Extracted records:
+ + + + +

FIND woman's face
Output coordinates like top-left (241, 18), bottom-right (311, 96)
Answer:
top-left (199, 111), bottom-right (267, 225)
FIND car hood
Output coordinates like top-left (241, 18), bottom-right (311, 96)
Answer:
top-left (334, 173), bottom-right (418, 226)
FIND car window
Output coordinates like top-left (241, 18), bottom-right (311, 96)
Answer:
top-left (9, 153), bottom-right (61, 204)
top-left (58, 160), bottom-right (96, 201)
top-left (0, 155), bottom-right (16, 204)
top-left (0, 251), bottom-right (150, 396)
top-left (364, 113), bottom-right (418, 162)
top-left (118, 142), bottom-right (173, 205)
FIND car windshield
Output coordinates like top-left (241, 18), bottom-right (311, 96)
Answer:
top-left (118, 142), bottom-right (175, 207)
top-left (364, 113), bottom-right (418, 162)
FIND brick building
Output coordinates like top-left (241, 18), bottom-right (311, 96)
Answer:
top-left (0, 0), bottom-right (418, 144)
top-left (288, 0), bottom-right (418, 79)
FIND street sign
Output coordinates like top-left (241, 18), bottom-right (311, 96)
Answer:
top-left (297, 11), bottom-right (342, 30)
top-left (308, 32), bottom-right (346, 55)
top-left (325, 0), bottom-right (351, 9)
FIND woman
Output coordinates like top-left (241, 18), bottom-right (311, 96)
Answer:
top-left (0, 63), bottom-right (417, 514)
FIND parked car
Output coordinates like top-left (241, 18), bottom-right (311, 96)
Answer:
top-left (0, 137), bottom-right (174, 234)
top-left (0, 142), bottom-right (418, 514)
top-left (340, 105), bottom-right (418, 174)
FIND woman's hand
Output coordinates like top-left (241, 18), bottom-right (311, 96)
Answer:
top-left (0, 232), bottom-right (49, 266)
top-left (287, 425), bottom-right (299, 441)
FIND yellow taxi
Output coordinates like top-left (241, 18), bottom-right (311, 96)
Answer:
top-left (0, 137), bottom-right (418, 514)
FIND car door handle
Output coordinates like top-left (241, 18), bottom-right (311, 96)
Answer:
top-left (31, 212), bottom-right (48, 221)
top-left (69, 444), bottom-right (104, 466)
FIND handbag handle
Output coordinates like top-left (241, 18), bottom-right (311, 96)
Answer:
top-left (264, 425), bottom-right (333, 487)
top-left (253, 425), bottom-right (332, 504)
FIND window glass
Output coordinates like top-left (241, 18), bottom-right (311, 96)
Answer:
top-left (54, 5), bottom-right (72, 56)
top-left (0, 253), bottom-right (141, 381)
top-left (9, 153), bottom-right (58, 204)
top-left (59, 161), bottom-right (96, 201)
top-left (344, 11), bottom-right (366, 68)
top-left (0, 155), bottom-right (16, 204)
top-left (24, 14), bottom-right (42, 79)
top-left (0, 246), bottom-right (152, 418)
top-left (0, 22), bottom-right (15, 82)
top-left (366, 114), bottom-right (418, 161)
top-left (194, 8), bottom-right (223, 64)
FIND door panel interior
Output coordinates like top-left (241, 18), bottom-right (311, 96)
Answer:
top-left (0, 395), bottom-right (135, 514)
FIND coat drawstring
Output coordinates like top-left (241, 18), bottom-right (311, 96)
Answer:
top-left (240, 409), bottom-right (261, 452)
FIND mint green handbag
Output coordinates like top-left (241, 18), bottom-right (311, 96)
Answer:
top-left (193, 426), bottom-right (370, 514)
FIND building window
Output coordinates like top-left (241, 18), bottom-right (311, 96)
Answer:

+ + + + +

Rewrite all of the material above, switching each "FIND" to "LOCATE" and leaving everything else unchanged.

- SOLUTION:
LOCATE woman's face
Output coordinates like top-left (241, 18), bottom-right (311, 96)
Answer:
top-left (199, 111), bottom-right (267, 225)
LOCATE car hood
Output coordinates like top-left (241, 18), bottom-right (311, 96)
Answer:
top-left (334, 173), bottom-right (418, 226)
LOCATE car window
Output coordinates like top-left (241, 18), bottom-right (311, 96)
Answer:
top-left (9, 153), bottom-right (61, 204)
top-left (58, 160), bottom-right (96, 201)
top-left (0, 155), bottom-right (16, 204)
top-left (0, 251), bottom-right (150, 396)
top-left (364, 113), bottom-right (418, 162)
top-left (118, 142), bottom-right (173, 205)
LOCATE car windshield
Output coordinates like top-left (241, 18), bottom-right (311, 96)
Answer:
top-left (118, 142), bottom-right (175, 207)
top-left (364, 113), bottom-right (418, 162)
LOCATE brick building
Output coordinates like top-left (241, 18), bottom-right (311, 96)
Answer:
top-left (0, 0), bottom-right (418, 144)
top-left (288, 0), bottom-right (418, 79)
LOCATE street sign
Output coordinates like top-left (241, 18), bottom-right (311, 96)
Answer:
top-left (297, 11), bottom-right (342, 30)
top-left (308, 32), bottom-right (346, 55)
top-left (325, 0), bottom-right (351, 9)
LOCATE woman
Output coordinates like top-left (241, 18), bottom-right (311, 96)
Answer:
top-left (0, 63), bottom-right (417, 514)
LOCATE parked car
Output coordinates like top-left (241, 18), bottom-right (311, 96)
Answer:
top-left (0, 137), bottom-right (174, 234)
top-left (0, 142), bottom-right (418, 514)
top-left (340, 105), bottom-right (418, 174)
LOCATE woman's hand
Output coordinates like top-left (241, 18), bottom-right (311, 96)
Answer:
top-left (0, 232), bottom-right (49, 266)
top-left (287, 425), bottom-right (299, 441)
LOCATE yellow taxi
Output coordinates like top-left (241, 18), bottom-right (311, 96)
Answer:
top-left (0, 137), bottom-right (418, 514)
LOCATE car door handle
Output coordinates like top-left (241, 18), bottom-right (311, 96)
Answer:
top-left (31, 212), bottom-right (48, 221)
top-left (69, 444), bottom-right (104, 466)
LOCATE handbag handle
Output coordinates like top-left (241, 18), bottom-right (311, 96)
Answer:
top-left (264, 425), bottom-right (333, 487)
top-left (253, 425), bottom-right (332, 504)
LOCATE window glass
Output coordinates like top-left (241, 18), bottom-right (311, 96)
Answer:
top-left (54, 5), bottom-right (72, 56)
top-left (0, 253), bottom-right (141, 381)
top-left (9, 153), bottom-right (58, 204)
top-left (59, 161), bottom-right (96, 201)
top-left (344, 11), bottom-right (366, 68)
top-left (0, 155), bottom-right (16, 204)
top-left (24, 14), bottom-right (42, 79)
top-left (0, 246), bottom-right (152, 418)
top-left (0, 22), bottom-right (15, 82)
top-left (366, 114), bottom-right (418, 161)
top-left (194, 8), bottom-right (223, 64)
LOCATE door panel interior
Output coordinates like top-left (241, 18), bottom-right (311, 96)
Answer:
top-left (0, 395), bottom-right (135, 514)
LOCATE coat drawstring
Output coordinates like top-left (241, 18), bottom-right (311, 96)
Answer:
top-left (240, 409), bottom-right (261, 452)
LOCATE mint green handbag
Output coordinates like top-left (241, 18), bottom-right (311, 96)
Answer:
top-left (193, 426), bottom-right (370, 514)
LOCATE building window
Output coordinates like top-left (241, 18), bottom-right (311, 96)
Answer:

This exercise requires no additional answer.